# Items:
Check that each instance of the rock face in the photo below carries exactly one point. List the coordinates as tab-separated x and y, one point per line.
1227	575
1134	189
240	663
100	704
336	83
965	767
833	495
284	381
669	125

# What the task requires:
Reproduce the records above word for word, with every line in its original order.

# Response below:
Check that each instance of the rock face in the photo below carries exactly one point. List the coordinates as tab-separated x and y, one point per line.
1227	575
1134	189
240	663
100	704
336	83
965	767
833	495
284	381
669	125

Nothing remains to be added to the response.